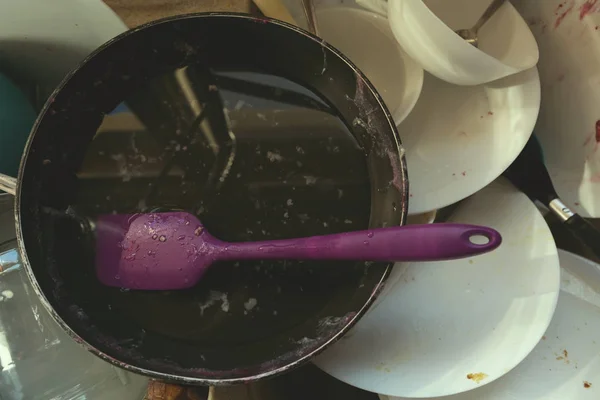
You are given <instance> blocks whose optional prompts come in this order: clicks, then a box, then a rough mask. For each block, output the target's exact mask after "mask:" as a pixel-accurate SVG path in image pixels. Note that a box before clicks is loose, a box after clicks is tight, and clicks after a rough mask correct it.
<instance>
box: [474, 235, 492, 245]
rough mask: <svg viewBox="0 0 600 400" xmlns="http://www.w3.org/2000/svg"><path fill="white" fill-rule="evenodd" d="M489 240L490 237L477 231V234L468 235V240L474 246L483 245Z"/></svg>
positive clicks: (488, 242) (489, 240)
mask: <svg viewBox="0 0 600 400" xmlns="http://www.w3.org/2000/svg"><path fill="white" fill-rule="evenodd" d="M491 240H492V239H491V238H490V237H488V236H487V235H486V234H484V233H477V234H474V235H471V236H469V242H471V243H472V244H474V245H476V246H485V245H486V244H488V243H489V242H490V241H491Z"/></svg>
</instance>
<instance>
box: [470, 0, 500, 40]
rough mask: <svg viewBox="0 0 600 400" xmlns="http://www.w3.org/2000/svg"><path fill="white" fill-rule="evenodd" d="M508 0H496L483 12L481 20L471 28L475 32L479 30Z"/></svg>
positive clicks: (477, 22)
mask: <svg viewBox="0 0 600 400" xmlns="http://www.w3.org/2000/svg"><path fill="white" fill-rule="evenodd" d="M505 2H506V0H494V1H492V3H491V4H490V5H489V6H488V8H486V10H485V11H484V12H483V15H482V16H481V18H479V21H477V23H476V24H475V25H474V26H473V28H471V30H472V31H473V32H477V31H478V30H479V29H481V27H482V26H483V25H484V24H485V23H486V22H488V20H489V19H490V18H491V17H492V15H494V14H495V13H496V11H498V9H499V8H500V7H501V6H502V5H503V4H504V3H505Z"/></svg>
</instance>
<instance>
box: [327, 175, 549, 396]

------------------------------------

Begin with the first line of the entries above and write out each line exactly, ending with the line containing "box: [470, 0, 500, 40]". Leave out pictures.

You are given <instance> blocks whose optional prompts come in this order: clicks, then a box, then a rough mask. For each block, output the target's exact mask after "mask:" as a pixel-accurate SVG path in image pixels. Note that a box before clicks is loose, a box after clicks is tight, and clicks after a rough mask correct it.
<instance>
box: [474, 235, 492, 245]
rough mask: <svg viewBox="0 0 600 400" xmlns="http://www.w3.org/2000/svg"><path fill="white" fill-rule="evenodd" d="M489 240L490 237L477 231V234L468 235V240L474 246L483 245Z"/></svg>
positive clicks: (488, 242) (489, 240)
mask: <svg viewBox="0 0 600 400" xmlns="http://www.w3.org/2000/svg"><path fill="white" fill-rule="evenodd" d="M491 240H492V239H491V238H490V237H488V236H487V235H486V234H484V233H477V234H474V235H471V236H469V242H471V243H472V244H474V245H476V246H485V245H486V244H488V243H489V242H490V241H491Z"/></svg>
</instance>
<instance>
box: [470, 0, 500, 40]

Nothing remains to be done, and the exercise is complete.